■ **What is expected**:
For the entries that follow, restate word for word the line containing "mark: the arched", the line containing "mark: the field", and every line that lies between them.

....

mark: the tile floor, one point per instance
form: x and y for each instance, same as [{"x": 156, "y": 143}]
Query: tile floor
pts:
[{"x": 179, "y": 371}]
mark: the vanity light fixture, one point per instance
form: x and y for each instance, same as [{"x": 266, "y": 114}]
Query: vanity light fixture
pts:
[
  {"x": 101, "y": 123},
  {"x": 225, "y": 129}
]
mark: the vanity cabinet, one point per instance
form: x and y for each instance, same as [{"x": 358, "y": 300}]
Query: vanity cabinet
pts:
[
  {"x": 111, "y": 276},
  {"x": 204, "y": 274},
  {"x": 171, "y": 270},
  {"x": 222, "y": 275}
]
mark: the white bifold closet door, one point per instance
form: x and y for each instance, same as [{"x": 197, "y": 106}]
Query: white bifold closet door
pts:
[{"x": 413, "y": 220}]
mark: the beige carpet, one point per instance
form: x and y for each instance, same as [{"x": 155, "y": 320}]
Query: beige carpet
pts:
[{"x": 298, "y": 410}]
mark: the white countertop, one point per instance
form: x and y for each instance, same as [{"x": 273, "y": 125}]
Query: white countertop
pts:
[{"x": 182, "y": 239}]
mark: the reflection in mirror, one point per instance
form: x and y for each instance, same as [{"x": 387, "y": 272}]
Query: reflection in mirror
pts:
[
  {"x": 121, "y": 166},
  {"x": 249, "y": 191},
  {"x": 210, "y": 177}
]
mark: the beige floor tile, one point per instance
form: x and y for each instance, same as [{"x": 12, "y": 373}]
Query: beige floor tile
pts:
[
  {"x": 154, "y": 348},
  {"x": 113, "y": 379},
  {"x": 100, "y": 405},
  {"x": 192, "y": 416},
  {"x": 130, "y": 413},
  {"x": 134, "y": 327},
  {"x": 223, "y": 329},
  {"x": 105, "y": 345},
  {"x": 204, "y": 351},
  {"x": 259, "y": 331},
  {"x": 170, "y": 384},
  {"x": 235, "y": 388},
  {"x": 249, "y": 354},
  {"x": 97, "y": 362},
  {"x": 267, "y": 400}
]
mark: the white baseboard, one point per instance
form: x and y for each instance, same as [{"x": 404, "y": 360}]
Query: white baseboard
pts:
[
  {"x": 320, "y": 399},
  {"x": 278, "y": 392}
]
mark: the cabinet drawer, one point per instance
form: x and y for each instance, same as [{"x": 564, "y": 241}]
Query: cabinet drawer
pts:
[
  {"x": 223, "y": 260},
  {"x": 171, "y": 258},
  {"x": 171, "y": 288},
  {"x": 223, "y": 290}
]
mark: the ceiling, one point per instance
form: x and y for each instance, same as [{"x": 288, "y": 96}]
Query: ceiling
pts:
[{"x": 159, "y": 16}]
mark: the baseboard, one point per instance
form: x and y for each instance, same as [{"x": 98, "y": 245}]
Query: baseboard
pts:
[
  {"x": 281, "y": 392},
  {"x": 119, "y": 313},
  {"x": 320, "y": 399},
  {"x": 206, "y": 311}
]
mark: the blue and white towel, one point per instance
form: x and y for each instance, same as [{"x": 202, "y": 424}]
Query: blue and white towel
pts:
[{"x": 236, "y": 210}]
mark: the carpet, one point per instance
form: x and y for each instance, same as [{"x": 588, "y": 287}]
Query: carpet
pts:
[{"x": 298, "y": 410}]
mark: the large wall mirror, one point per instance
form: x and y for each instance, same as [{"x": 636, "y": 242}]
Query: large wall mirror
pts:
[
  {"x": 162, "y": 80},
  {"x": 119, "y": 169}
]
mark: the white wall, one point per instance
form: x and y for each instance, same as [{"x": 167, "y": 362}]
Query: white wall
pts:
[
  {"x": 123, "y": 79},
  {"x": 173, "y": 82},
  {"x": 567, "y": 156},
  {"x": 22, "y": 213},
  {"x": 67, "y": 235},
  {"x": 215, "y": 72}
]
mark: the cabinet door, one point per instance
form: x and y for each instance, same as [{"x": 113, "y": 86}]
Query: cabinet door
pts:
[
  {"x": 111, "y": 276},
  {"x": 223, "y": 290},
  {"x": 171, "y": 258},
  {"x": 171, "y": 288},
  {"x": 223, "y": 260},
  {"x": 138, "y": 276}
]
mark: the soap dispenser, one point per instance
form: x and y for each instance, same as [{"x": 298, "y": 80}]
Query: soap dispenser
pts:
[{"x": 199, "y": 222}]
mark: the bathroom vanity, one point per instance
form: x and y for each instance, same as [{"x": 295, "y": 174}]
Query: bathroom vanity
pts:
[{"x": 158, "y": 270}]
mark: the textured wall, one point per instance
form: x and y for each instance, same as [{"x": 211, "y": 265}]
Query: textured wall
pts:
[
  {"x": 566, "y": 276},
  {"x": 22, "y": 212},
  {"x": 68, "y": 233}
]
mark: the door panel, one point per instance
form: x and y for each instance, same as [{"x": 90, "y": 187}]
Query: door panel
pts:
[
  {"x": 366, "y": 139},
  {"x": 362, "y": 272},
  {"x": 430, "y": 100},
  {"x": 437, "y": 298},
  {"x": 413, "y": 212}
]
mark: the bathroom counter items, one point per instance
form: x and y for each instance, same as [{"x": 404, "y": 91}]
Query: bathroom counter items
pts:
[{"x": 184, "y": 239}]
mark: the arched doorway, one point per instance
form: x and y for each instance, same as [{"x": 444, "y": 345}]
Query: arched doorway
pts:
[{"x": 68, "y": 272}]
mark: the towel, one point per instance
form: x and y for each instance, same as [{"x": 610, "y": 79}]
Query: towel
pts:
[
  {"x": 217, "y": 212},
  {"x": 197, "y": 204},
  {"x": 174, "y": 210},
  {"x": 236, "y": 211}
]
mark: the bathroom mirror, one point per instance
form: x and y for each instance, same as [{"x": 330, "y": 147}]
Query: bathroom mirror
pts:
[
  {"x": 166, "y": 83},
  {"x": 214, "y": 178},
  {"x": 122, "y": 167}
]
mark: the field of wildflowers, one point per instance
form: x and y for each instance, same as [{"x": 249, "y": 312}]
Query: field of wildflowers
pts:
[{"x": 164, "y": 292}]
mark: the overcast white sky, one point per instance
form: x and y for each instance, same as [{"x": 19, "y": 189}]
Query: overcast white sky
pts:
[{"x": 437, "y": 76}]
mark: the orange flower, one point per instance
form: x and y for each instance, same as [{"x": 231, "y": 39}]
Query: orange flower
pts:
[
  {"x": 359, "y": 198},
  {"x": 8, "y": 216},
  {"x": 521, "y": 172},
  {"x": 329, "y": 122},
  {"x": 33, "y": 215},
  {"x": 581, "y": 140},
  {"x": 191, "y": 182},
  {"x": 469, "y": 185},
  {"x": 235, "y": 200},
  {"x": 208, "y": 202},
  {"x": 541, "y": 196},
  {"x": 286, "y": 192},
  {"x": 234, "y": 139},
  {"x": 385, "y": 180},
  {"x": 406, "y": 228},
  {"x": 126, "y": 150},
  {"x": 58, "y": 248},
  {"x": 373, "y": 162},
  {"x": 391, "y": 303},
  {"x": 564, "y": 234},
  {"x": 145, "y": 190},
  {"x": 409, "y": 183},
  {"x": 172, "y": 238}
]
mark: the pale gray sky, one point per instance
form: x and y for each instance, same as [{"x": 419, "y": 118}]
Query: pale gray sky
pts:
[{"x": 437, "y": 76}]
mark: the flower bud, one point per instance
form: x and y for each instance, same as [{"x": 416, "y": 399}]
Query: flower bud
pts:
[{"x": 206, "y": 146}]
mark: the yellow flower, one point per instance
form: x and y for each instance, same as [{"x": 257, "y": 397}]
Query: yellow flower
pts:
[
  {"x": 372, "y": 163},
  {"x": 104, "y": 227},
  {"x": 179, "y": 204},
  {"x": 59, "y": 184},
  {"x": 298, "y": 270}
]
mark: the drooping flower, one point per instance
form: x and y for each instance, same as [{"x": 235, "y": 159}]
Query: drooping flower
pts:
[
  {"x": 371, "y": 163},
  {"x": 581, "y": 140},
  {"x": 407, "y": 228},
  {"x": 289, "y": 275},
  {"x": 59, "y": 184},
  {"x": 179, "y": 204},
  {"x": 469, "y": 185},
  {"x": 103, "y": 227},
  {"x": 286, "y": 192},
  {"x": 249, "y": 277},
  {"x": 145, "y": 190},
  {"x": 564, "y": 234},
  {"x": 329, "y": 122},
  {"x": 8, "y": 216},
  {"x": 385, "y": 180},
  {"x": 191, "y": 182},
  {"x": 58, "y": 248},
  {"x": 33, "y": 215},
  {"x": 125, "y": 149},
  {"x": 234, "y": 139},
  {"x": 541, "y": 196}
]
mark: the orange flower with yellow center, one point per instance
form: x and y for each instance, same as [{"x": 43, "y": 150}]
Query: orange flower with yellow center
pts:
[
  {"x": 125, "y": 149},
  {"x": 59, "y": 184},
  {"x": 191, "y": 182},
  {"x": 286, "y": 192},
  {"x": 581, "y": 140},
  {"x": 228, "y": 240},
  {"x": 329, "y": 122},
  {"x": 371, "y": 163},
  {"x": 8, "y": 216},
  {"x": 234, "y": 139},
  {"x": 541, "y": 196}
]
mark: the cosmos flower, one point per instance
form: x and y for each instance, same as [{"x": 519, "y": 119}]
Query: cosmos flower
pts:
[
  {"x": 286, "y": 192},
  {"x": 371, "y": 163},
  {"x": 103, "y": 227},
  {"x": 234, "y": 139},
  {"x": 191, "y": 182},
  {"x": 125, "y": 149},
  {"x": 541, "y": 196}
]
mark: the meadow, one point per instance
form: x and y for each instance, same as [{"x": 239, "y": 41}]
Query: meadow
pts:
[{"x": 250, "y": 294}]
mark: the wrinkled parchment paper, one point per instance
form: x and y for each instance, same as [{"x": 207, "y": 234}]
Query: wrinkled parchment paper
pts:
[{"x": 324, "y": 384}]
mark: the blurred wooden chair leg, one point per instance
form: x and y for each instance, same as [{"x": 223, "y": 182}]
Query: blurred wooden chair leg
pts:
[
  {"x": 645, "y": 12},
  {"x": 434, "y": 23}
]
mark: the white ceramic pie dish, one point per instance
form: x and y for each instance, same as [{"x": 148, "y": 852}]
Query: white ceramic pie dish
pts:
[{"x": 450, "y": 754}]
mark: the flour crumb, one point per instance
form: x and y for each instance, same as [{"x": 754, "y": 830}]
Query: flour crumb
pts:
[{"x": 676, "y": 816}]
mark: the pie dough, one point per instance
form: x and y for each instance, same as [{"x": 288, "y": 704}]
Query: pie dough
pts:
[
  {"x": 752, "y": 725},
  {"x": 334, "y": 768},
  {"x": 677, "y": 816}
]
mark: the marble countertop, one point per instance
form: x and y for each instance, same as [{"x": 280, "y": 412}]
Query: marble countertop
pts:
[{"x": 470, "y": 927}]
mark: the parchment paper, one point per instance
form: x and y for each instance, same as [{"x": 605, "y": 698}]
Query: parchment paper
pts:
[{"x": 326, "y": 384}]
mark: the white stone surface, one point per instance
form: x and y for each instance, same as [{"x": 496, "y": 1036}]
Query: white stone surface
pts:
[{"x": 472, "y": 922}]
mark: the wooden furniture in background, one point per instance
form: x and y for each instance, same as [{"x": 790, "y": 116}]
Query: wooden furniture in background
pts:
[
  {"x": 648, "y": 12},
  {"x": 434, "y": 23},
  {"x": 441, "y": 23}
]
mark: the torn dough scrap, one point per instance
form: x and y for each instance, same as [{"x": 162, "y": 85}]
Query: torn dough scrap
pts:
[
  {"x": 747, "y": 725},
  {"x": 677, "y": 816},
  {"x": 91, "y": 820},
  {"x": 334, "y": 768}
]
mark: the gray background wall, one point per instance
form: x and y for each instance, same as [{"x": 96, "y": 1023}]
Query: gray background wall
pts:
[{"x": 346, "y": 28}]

....

■ **Written response**:
mark: the arched doorway, one point per instance
form: x and y for each instance, same as [{"x": 444, "y": 345}]
Query: arched doorway
pts:
[{"x": 68, "y": 272}]
mark: the towel, one point per instance
form: x and y for each instance, same as [{"x": 610, "y": 79}]
Query: towel
pts:
[
  {"x": 217, "y": 212},
  {"x": 197, "y": 204},
  {"x": 174, "y": 210},
  {"x": 236, "y": 211}
]
mark: the bathroom mirror, one point per instance
form: x and y for each instance, same as [{"x": 330, "y": 147}]
Query: bathroom mirror
pts:
[
  {"x": 166, "y": 83},
  {"x": 214, "y": 178},
  {"x": 122, "y": 167}
]
mark: the field of wildflowers, one point per instance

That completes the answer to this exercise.